**Exercise aim**
Starting at the line that contains "of the dark" and stopping after the last line of the records, write out every line again, requests included. Scale each coordinate in the answers by 0.65, rounding to whole numbers with halves going up.

**Dataset records**

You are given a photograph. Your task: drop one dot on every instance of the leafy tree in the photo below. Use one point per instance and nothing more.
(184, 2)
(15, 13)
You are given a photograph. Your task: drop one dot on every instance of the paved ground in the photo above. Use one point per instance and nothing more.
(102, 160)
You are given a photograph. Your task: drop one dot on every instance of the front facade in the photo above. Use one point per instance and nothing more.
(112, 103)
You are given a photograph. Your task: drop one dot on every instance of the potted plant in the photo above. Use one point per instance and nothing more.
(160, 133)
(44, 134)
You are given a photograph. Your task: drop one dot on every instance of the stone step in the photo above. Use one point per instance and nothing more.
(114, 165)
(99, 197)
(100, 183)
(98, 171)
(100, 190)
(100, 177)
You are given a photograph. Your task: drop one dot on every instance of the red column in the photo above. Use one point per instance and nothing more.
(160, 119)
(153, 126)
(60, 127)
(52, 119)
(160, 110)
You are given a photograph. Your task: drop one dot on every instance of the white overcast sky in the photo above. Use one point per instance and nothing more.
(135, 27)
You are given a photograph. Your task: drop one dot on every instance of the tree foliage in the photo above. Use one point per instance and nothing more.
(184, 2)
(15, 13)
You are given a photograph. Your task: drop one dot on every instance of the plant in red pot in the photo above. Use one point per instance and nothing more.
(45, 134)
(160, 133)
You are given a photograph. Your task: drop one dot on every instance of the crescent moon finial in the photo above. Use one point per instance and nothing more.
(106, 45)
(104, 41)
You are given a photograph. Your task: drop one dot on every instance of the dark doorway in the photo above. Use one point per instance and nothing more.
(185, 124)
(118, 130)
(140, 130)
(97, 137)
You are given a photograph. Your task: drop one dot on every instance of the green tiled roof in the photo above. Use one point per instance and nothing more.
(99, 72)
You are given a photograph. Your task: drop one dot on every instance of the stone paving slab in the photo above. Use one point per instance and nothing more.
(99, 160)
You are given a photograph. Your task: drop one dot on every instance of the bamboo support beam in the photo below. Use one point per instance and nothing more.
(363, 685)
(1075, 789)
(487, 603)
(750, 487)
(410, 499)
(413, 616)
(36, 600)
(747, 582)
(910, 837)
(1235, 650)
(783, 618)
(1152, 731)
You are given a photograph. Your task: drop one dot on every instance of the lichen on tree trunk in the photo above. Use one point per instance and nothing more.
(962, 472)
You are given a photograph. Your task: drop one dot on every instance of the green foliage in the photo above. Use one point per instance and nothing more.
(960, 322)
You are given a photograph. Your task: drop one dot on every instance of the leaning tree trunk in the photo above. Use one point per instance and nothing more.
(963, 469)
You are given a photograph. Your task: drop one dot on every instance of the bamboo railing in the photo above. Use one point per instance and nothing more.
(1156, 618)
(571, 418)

**Solution to this task**
You are given a photograph. Your task: drop one dot on every instance of the dark doorway in the photo above. Use one point per instance and nothing more.
(120, 81)
(77, 85)
(91, 85)
(63, 89)
You are given a photograph. Your task: drop one dot on every instance of the green tiled roof in the photo above. Use one point per instance and nothing more.
(64, 47)
You are given a photograph. Your task: drop one dot on every instance of the stone paving slab in the photo above. Use one point per instance and nothing more.
(64, 104)
You are given a photograph. Your task: drop one dot on every instance of the bamboo support beam in the photo below. Use one point per instance and nothing more.
(236, 445)
(699, 513)
(317, 392)
(488, 317)
(267, 324)
(268, 400)
(23, 390)
(486, 378)
(592, 544)
(803, 423)
(509, 402)
(749, 475)
You are given a photograph. Your task: drop one dot on every instance of the lichen on tree trunk in the photo above. Use one point per instance and nothing more.
(625, 307)
You are given a photograph. Your task: drop one dot on every instance of the green foliage in the photo above. Use one point per instance and nothing more.
(624, 209)
You are given a photograph. Your task: drop one dot on every instance of the leaning tree trunk in the photo above. Use one point per instance and nothing more.
(626, 305)
You are given a photograph. Your task: drop one dot on every instance of the bamboo railing in the photo above. Use one point per instance and nothing more.
(751, 402)
(371, 272)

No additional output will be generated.